> [Stated task]
Could you reproduce the records, starting at the beginning and ending at the line that contains "[0,86,288,215]", substituting "spectator fence" for "crowd barrier" and keeping everything else the same?

> [Given records]
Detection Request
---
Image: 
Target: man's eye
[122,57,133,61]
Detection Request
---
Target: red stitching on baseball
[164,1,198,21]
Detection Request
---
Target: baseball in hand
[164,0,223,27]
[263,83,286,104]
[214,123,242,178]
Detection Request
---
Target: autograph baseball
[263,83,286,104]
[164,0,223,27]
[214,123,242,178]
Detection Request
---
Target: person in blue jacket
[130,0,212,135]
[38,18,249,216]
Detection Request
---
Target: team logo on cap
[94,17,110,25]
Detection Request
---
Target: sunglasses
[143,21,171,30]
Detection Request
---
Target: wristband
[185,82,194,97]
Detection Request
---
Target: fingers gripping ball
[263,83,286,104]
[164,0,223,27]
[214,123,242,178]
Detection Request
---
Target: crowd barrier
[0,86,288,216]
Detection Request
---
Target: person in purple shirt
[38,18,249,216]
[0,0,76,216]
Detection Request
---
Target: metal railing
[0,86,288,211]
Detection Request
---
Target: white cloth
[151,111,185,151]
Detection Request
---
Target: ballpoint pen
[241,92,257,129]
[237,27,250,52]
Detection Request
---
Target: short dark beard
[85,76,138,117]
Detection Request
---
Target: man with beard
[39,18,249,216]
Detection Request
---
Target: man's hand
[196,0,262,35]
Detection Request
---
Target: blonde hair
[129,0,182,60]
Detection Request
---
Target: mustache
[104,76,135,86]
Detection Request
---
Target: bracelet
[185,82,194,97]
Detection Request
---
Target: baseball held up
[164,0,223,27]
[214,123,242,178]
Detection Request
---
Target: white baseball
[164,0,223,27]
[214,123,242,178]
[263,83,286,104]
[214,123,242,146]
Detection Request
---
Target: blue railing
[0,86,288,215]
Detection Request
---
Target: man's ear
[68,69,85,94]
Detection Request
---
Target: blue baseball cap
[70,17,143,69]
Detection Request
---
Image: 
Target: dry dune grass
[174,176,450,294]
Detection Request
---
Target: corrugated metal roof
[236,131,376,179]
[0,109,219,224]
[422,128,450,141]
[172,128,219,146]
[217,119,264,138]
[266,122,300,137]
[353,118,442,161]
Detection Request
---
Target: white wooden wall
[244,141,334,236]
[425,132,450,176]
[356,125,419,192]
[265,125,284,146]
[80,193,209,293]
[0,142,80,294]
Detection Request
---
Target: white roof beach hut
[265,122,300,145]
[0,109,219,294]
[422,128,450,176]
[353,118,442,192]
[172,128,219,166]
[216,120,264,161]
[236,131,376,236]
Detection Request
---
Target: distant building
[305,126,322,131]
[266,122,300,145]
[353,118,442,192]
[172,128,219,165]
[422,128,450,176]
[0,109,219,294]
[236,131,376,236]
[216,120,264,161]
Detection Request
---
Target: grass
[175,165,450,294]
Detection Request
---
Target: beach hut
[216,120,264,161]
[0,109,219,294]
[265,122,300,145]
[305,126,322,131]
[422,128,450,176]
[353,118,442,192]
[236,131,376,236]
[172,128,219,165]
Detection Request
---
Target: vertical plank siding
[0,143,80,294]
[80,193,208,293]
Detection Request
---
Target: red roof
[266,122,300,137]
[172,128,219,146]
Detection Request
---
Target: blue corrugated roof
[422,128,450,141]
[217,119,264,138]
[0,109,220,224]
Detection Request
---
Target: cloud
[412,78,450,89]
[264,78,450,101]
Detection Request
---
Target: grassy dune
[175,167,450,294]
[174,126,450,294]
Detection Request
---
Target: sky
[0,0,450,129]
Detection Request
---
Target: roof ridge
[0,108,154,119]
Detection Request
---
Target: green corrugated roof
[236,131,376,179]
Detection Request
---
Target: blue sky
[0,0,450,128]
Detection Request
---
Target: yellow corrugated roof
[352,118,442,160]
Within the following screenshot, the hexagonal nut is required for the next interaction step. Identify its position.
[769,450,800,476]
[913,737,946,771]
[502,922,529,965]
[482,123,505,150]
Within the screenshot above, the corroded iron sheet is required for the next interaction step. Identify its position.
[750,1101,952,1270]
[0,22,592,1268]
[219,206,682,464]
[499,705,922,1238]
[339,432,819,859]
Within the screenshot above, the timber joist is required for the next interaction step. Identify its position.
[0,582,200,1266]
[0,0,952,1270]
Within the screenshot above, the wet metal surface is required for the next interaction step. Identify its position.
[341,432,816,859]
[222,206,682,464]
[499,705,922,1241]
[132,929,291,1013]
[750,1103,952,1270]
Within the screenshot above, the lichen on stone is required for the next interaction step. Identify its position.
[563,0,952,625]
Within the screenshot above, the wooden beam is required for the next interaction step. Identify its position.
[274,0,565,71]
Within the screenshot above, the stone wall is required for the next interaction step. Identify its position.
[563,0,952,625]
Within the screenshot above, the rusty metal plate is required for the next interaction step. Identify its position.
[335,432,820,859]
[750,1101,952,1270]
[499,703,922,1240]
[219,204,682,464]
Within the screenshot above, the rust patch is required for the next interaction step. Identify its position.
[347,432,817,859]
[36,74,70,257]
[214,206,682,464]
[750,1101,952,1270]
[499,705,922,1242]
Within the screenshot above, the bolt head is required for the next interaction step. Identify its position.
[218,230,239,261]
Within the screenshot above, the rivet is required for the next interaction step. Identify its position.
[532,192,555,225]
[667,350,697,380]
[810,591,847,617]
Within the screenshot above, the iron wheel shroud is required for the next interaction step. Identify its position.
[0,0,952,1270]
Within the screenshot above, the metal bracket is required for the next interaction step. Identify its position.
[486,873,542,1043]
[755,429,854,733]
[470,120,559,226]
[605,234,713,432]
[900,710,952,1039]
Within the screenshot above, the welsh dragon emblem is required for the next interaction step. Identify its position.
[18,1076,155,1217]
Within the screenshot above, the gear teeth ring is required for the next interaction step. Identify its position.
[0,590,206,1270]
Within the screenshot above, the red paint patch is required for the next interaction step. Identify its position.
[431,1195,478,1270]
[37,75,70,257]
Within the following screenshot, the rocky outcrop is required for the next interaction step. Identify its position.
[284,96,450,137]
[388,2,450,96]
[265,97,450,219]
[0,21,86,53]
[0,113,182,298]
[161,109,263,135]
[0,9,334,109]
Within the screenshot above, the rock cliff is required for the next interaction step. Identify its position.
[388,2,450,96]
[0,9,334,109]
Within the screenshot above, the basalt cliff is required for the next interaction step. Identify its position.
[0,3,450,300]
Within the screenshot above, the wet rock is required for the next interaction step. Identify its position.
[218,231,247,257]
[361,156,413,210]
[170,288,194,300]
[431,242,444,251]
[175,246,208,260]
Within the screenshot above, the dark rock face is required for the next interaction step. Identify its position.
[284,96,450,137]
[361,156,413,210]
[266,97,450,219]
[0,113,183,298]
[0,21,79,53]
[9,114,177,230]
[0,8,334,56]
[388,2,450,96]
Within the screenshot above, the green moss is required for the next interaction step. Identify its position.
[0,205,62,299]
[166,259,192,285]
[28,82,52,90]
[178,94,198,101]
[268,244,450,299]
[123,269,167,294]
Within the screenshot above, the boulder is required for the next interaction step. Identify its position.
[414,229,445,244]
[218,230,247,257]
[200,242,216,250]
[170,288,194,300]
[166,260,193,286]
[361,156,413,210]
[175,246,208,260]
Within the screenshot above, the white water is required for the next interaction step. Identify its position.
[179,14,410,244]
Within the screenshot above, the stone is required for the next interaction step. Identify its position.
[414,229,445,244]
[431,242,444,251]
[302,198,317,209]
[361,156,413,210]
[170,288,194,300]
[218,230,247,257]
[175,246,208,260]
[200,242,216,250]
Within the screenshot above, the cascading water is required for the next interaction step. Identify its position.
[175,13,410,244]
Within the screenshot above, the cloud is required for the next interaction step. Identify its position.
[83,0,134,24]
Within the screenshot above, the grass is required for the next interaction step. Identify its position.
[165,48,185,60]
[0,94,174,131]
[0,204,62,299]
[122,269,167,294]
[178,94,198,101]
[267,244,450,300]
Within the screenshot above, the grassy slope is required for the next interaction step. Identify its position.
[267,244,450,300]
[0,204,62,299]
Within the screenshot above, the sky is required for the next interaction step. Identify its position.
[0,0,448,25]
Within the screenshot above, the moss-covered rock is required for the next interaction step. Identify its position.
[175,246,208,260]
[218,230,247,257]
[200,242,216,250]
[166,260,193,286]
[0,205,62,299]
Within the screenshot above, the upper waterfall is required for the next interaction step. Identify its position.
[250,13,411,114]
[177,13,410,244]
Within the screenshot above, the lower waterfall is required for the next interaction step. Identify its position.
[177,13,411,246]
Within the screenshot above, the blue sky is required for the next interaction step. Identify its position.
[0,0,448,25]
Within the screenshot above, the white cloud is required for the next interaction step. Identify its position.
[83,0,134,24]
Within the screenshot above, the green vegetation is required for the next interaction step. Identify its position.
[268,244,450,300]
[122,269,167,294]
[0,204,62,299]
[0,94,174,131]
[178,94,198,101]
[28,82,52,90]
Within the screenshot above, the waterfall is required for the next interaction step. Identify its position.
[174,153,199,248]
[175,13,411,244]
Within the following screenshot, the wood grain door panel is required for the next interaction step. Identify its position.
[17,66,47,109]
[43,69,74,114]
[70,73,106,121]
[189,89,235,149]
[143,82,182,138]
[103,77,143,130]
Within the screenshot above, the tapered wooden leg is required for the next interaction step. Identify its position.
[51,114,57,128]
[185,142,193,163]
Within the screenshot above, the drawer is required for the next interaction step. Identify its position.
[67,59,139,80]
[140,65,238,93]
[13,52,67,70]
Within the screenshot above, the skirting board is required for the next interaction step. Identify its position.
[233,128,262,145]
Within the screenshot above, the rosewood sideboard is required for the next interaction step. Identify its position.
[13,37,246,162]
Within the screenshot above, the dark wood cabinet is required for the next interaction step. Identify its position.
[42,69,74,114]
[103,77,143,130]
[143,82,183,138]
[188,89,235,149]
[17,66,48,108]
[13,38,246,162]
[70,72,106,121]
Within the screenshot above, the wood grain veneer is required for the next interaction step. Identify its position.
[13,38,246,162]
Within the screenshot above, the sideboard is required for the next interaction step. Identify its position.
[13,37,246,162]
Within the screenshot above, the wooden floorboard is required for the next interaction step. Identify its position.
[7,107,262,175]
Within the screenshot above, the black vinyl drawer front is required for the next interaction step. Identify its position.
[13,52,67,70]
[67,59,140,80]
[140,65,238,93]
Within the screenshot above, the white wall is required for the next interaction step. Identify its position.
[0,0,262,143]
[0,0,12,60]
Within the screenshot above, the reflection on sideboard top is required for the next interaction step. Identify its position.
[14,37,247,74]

> [Written reply]
Detection Request
---
Image: 
Target: man's eye
[122,57,133,61]
Detection Request
---
Target: red stitching on baseball
[164,1,198,21]
Detection Request
---
Target: baseball in hand
[164,0,223,27]
[263,83,286,104]
[214,123,242,178]
Detection Request
---
Target: autograph baseball
[263,83,286,104]
[164,0,223,27]
[214,123,242,178]
Detection Request
---
Target: person in blue jacket
[130,0,212,135]
[38,18,249,216]
Detection Request
---
Target: team logo on cap
[94,17,110,25]
Detection Request
---
Target: sunglasses
[143,21,171,30]
Detection Request
---
Target: wristband
[185,82,194,97]
Detection Request
---
Target: fingers gripping ball
[263,83,286,104]
[164,0,223,27]
[214,123,242,178]
Detection Request
---
Target: spectator fence
[0,86,288,216]
Detection Request
---
Target: person in purple shirt
[38,18,249,216]
[0,0,76,216]
Detection Request
---
Target: metal railing
[0,86,288,211]
Detection Request
---
Target: white cloth
[151,111,185,151]
Detection Request
---
Target: ballpoint pen
[241,92,257,129]
[237,27,250,52]
Detection Request
---
Target: short dark beard
[85,76,138,117]
Detection Request
---
Target: man with beard
[39,18,249,216]
Detection Request
---
Target: man's hand
[196,0,262,35]
Detection Request
---
Target: blonde hair
[129,0,182,60]
Detection Request
---
Target: mustache
[104,76,135,86]
Detection Request
---
Target: bracelet
[185,82,194,97]
Detection Request
---
Target: baseball held up
[164,0,223,27]
[214,123,242,178]
Detection Request
---
Target: white baseball
[164,0,223,27]
[214,123,242,178]
[263,83,286,104]
[214,123,242,146]
Detection Request
---
Target: blue railing
[0,86,288,215]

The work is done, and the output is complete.